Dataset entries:
#####

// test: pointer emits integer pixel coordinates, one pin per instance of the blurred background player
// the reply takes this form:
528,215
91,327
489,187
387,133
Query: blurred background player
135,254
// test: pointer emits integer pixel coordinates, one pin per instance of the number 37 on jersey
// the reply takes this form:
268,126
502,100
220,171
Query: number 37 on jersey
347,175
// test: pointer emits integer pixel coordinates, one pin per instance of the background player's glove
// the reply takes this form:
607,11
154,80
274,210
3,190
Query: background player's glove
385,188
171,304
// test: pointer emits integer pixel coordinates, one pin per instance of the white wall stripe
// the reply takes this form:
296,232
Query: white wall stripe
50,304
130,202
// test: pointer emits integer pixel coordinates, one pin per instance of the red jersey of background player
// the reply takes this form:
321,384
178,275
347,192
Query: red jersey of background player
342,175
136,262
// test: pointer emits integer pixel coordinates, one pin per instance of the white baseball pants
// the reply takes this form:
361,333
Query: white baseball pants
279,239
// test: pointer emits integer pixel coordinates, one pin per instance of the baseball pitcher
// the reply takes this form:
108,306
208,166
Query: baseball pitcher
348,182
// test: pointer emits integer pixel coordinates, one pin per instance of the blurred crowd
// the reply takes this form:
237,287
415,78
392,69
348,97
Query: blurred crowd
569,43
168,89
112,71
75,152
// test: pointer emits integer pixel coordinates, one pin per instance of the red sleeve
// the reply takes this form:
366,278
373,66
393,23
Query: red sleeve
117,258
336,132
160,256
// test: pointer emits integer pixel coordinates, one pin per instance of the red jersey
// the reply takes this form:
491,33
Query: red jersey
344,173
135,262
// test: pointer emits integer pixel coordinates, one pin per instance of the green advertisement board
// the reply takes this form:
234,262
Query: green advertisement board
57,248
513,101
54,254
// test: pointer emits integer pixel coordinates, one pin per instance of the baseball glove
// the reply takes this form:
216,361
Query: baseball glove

#####

## [What you should do]
Edit the entries above so that each occurrence of "the reply takes this form" reads "expected output format" and all other text stays unchanged.

## [Solution to this problem]
// test: pointer emits integer pixel coordinates, one pin per instance of the blurred background player
// expected output format:
528,215
91,327
489,187
387,133
Query: blurred background player
135,254
// test: pointer emits integer pixel coordinates, one pin per instance of the number 37 on jersey
// expected output format:
268,126
502,100
220,171
Query: number 37 on jersey
347,175
// test: pointer emits integer pixel coordinates, one pin per instance of the background player's glove
// expected output format:
607,11
154,80
274,210
3,190
Query: background player's glove
385,188
171,304
// test: pointer emits integer pixel coordinates, one pin per instance of the white wall stripe
// expected output format:
296,232
Query: white wall stripe
50,304
130,202
// test: pointer emits integer pixel coordinates, one pin per instance of the red jersey of background player
// expected output format:
321,384
178,275
347,192
Query: red jersey of background player
342,175
136,262
// test: pointer emits integer pixel coordinates, one pin per instance of the white baseball pants
// expected output format:
361,333
Query: white baseball pants
279,239
// test: pointer emits integer pixel coordinates, one pin per instance of the baseball pitcher
// expected output format:
108,306
208,166
Query: baseball pitcher
348,182
// test: pointer emits integer pixel coordinates, one pin per instance of the blurred crowd
// expected output format:
237,287
415,78
392,69
348,97
Query: blurred crowd
569,43
168,89
112,71
75,152
// test: pointer emits integer pixel coordinates, one pin per instance of the red sleeve
// expected output format:
366,278
373,66
393,23
Query: red sleeve
117,258
336,132
160,256
// test: pointer emits integer pixel coordinates, one pin per instance of the red jersey
// expected output format:
491,33
Query: red jersey
344,173
135,262
// test: pointer emits integer pixel coordinates, one pin per instance of the green advertisement board
// expected output format:
234,262
Query: green advertisement board
57,248
513,101
54,254
// test: pointer emits integer pixel coordinates, one pin per instance of the baseball glove
// expected output format:
216,361
Query: baseball glove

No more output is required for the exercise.